> **Document section**:
Market Report: P&O and Forte star in tale of Gardner sale

Derek Pain
Saturday 05 December 1992 00:02 GMT
Comments

THE P&O property and shipping group emerged yesterday as a surprise candidate, at least in the eyes of the stock market, to buy Forte's contract catering division, Gardner Merchant, which is up for sale.

As P&O shares sank 18p to 460p, Forte improved 7p before closing 2p higher at 169p.

Forte almost sold Gardner to the Compass Group in the summer. But the deal collapsed at the 11th hour with the two sides seemingly unable to agree on a price. It appeared that Forte valued Gardner at more than pounds 550m; Compass and its US partner, the American ARA group, were said to be nearer pounds 520m. Many observers were surprised that the deal stumbled over such a relatively small valuation gap.

Since then a variety of stories have flowed around Gardner, with a management buyout rumoured as the most likely development. But a French group has been put in the frame and Compass is said to still want bits and pieces of the catering business.

The Granada Group, which this week announced better-than-expected profits and enjoyed a strong share response, has also expressed interest. Granada is run by Gerry Robinson, who led the Compass buyout from Grand Metropolitan.

Until the latest rumours swirled, P&O, which has problems of its own and would be stretched to take on board Gardner, had not been linked with Forte's desire to get out of contract catering.

But P&O is, through Sutcliffe Catering, already a force in the contract catering industry and could see all, or at least part, of Gardner as a logical extension of its operations.

This week P&O shares have been under pressure, with worries about a cut dividend cited as the reason for the weakness. Yamaichi, the Japanese securities house, questioned whether the chairman, Lord Sterling, would be obliged to lower the payment once the year's figures had been stacked up.

But there is no doubt that P&O wants to maintain its payment and its supporters in the City have been quick to dismiss the cut suggestion.

> **Listed entries**:
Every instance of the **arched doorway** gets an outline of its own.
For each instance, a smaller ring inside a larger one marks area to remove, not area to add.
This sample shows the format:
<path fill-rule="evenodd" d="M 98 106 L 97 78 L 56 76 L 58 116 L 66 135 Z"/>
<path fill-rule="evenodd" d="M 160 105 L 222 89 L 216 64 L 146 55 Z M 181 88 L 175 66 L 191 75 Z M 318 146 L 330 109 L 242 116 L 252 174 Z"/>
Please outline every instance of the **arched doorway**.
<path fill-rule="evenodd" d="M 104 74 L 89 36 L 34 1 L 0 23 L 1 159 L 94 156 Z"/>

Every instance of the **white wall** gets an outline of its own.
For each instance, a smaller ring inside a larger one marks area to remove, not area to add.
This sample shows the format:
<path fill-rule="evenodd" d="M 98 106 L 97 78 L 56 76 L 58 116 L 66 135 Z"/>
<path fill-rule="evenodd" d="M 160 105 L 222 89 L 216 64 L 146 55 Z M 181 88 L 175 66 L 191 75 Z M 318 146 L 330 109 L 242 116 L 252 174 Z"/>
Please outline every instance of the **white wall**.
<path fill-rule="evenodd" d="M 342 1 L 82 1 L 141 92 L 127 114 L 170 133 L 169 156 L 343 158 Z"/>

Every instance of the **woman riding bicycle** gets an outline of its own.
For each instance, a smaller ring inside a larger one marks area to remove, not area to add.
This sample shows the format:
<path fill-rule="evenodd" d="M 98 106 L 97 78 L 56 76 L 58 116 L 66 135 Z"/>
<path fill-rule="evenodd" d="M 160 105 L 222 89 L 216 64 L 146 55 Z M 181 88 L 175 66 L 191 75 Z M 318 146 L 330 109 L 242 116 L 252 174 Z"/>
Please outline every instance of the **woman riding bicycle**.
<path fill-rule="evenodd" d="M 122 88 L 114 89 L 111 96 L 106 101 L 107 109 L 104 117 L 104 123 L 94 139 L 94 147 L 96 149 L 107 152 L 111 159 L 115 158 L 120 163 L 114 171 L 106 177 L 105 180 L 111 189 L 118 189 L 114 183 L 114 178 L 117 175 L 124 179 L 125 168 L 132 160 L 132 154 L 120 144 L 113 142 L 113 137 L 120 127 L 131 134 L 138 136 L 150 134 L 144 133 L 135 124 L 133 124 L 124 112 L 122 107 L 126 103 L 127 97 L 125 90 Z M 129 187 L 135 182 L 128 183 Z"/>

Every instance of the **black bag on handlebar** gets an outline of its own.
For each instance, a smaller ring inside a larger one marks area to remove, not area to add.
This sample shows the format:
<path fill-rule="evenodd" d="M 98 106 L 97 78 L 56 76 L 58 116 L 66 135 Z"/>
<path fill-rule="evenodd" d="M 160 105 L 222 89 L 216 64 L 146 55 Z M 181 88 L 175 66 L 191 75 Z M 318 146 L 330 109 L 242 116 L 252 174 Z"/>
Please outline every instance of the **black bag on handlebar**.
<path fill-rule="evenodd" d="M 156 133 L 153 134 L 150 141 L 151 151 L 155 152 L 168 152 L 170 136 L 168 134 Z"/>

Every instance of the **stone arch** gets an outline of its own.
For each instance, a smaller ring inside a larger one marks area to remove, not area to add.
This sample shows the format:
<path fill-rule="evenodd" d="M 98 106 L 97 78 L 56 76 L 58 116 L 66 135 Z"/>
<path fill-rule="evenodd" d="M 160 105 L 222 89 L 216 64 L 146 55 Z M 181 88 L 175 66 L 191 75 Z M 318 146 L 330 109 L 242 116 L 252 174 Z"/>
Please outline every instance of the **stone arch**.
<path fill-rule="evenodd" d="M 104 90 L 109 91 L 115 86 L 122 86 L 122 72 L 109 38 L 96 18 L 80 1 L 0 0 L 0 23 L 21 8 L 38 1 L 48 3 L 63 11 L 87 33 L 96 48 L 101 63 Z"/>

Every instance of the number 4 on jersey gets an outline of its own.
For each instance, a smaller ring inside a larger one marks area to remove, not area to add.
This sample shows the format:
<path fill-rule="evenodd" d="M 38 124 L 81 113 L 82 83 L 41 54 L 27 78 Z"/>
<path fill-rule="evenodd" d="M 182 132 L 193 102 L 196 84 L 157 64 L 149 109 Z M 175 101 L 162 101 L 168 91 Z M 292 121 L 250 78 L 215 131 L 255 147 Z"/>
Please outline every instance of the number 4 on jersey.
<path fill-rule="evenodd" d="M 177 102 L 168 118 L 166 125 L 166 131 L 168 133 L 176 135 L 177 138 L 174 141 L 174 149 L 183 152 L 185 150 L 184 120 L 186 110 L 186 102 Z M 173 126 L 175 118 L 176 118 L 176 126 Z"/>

> **What is asked**:
#1 Put the records, from their first line up to and including the line with "141 92 L 127", into a JSON list of strings with one string per line, leaving out blank lines.
#2 Continue the market report on P&O, Forte and the Gardner Merchant sale from where it stops.

> **The answers**:
#1
[
  "Every instance of the **arched doorway** gets an outline of its own.",
  "For each instance, a smaller ring inside a larger one marks area to remove, not area to add.",
  "This sample shows the format:",
  "<path fill-rule=\"evenodd\" d=\"M 98 106 L 97 78 L 56 76 L 58 116 L 66 135 Z\"/>",
  "<path fill-rule=\"evenodd\" d=\"M 160 105 L 222 89 L 216 64 L 146 55 Z M 181 88 L 175 66 L 191 75 Z M 318 146 L 330 109 L 242 116 L 252 174 Z\"/>",
  "Please outline every instance of the **arched doorway**.",
  "<path fill-rule=\"evenodd\" d=\"M 104 74 L 89 36 L 34 1 L 0 23 L 1 159 L 94 156 Z\"/>",
  "Every instance of the **white wall** gets an outline of its own.",
  "For each instance, a smaller ring inside a larger one marks area to remove, not area to add.",
  "This sample shows the format:",
  "<path fill-rule=\"evenodd\" d=\"M 98 106 L 97 78 L 56 76 L 58 116 L 66 135 Z\"/>",
  "<path fill-rule=\"evenodd\" d=\"M 160 105 L 222 89 L 216 64 L 146 55 Z M 181 88 L 175 66 L 191 75 Z M 318 146 L 330 109 L 242 116 L 252 174 Z\"/>",
  "Please outline every instance of the **white wall**.",
  "<path fill-rule=\"evenodd\" d=\"M 342 1 L 82 1 L 141 92 L 127 114 L 170 133 L 169 156 L 343 158 Z\"/>"
]

#2
The rest of the market had a listless session, with the FT-SE 100 index ending 11.6 points lower at 2,759.4. Hopes of another interest rate cut, based partly on sterling's strength, left little impression.

The placing of Abbey National's 29 million 'unwanted' shares and two sell programmes produced much of the action, with turnover reaching 676.1 million shares.

In a bought deal Kleinwort Benson and SG Warburg placed the Abbey shares at 360p. They closed at 366p, down 7p.

Glaxo Holdings was the outstanding blue chip, jumping 36p to 823p following the provisional US approval of its anti-migraine drug, Imigran.

Spring Ram, the bathroom and kitchen group, under pressure this week following an institutional sale of 7.7 million shares, firmed 3p to 92p as County NatWest said buy.

The investment house said the accounting irregularities at a Spring Ram offshoot appeared to be a one-off incident and the group 'continues its rapid growth'. County, which acted for the selling institution, expects profits this year to advance from pounds 37.6m to pounds 40m with pounds 47.5m in sight for next year.

The brickmaker Ibstock Johnsen edged ahead 1p to 39p with talk of a brick link with Tarmac, unchanged at 94p. Marley held at 85p as Credit Lyonnais Laing forecast profits down pounds 17m to pounds 8m this year but improving to pounds 23m next.

Lonrho put on 5p to 74p on speculation that the Malaysian Genting group was picking up shares; Hanson fell 8.5p to 227.5p following its results.

The retailer John Menzies rose 13p to 459p as it announced plans to abandon its Early Learning Centre business in the US, which it has been unable to sell.

T&N, the car components group, put on 7p to 155p, with Warburg making positive noises.

Expectations of a deal next week lifted the holiday group Owners Abroad 4p to 76p and Wolverhampton & Dudley Breweries improved 10p to 536p on its results.

Euro Disney lost more ground, 10p to a low of 683p.

Pepe, the jeans maker, returned to favour, improving 2p to 9.5p with some suggesting Novel Enterprises, a Hong Kong group, will make a bid. Novel has a 29.6 per cent stake acquired at 85p a share in March.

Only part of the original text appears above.